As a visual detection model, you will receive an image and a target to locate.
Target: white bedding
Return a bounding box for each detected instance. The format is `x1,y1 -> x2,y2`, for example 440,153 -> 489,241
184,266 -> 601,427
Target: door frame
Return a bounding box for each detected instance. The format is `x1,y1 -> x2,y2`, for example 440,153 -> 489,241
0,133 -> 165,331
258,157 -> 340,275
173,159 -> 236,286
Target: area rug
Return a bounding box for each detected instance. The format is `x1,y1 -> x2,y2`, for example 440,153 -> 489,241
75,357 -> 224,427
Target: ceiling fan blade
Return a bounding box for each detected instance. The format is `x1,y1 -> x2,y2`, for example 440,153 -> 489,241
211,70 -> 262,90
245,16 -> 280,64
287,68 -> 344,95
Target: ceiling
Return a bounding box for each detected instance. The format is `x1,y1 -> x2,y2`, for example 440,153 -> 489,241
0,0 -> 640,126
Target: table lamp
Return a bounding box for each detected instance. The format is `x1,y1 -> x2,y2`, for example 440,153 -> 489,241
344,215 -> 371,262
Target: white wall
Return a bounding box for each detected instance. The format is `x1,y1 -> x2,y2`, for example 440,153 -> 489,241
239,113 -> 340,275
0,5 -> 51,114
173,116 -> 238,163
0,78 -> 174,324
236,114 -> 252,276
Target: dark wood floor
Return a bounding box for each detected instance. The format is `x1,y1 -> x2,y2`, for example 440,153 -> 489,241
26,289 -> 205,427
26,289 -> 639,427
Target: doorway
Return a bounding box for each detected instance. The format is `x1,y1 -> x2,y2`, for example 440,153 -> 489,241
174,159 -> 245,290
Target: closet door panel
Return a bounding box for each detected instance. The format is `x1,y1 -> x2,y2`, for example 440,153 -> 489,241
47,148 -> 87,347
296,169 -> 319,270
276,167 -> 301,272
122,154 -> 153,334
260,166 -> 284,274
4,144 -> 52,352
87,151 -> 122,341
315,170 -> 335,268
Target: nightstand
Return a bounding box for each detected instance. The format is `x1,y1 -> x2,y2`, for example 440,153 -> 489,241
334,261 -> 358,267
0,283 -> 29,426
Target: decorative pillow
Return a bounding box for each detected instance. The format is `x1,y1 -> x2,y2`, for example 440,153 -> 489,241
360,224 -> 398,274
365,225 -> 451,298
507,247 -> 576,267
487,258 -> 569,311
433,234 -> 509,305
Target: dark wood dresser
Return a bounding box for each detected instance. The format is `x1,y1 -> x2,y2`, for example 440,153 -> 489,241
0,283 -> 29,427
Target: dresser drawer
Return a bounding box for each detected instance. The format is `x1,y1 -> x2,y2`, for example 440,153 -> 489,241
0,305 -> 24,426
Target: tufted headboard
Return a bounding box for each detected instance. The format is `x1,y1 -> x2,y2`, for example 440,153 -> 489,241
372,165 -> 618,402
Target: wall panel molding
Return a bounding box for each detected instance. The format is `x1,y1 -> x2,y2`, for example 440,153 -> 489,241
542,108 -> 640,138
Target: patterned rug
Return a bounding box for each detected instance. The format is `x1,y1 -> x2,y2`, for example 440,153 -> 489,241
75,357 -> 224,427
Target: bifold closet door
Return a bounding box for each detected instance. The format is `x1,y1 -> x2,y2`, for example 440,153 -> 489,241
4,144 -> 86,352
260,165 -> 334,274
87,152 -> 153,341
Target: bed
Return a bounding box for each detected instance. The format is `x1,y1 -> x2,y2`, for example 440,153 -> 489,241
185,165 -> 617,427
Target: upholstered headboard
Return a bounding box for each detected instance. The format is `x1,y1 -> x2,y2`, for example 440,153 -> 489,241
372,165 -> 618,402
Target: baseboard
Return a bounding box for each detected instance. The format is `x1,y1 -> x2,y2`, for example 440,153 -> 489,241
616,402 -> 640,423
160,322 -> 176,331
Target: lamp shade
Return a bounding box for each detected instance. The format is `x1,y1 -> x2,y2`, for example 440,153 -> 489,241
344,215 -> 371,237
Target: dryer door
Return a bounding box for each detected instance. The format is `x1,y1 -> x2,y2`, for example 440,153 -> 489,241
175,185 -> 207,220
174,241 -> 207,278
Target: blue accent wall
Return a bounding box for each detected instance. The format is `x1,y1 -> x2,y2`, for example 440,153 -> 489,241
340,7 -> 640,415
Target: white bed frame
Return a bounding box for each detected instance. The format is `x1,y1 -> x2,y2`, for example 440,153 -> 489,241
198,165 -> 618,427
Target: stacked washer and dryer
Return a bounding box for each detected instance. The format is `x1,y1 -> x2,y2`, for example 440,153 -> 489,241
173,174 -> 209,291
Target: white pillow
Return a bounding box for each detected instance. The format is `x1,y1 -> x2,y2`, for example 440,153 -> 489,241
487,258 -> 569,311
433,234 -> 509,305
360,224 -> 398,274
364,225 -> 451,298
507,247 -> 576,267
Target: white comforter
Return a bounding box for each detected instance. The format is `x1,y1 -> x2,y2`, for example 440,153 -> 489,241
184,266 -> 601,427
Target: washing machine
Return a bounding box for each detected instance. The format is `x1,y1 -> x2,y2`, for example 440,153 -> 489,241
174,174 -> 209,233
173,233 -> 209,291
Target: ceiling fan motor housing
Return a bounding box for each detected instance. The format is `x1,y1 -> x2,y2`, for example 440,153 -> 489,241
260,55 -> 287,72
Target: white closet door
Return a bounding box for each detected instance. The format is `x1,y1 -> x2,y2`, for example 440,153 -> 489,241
********************
_WRITTEN TASK_
Replace "white" with "ivory" in the entries, starting at the line containing "Target: white bed frame" and ending at the last line of the entries, and give back only those lines with everything else unchanged.

_SOLUTION FOR THIS PROBLEM_
Target: ivory bed frame
Return a bounding box for each detected instance. The format is `x1,y1 -> x2,y2`, for example 440,153 -> 489,241
198,165 -> 618,427
Target: stacked washer and dryer
Return a bounding box for each detected instance. The format is `x1,y1 -> x2,y2`, for example 440,153 -> 489,241
173,174 -> 209,291
Target: ivory pillow
Return a bounding box for each detected instance. The format is `x1,y1 -> x2,y2`, for example 440,153 -> 489,241
487,258 -> 569,311
433,234 -> 509,305
360,224 -> 398,274
364,225 -> 451,298
507,247 -> 576,267
Target: ivory comforter
Return a bounding box for each detected instance. The format is `x1,y1 -> x2,y2`, for example 440,153 -> 489,241
184,266 -> 601,427
Target: washing machine
Return a bounding box for each detected instance. The format is `x1,y1 -> x2,y2`, for example 440,153 -> 489,241
174,174 -> 209,233
173,233 -> 209,291
Target: ceiling fan motor housing
Return a bounding box for each detected instance. The format is `x1,y1 -> x2,y2`, for example 440,153 -> 489,241
260,55 -> 287,72
Target: ivory closet door
Return a bounding box for each detected instance. The format is `x1,y1 -> x2,y2`, for example 440,153 -> 489,241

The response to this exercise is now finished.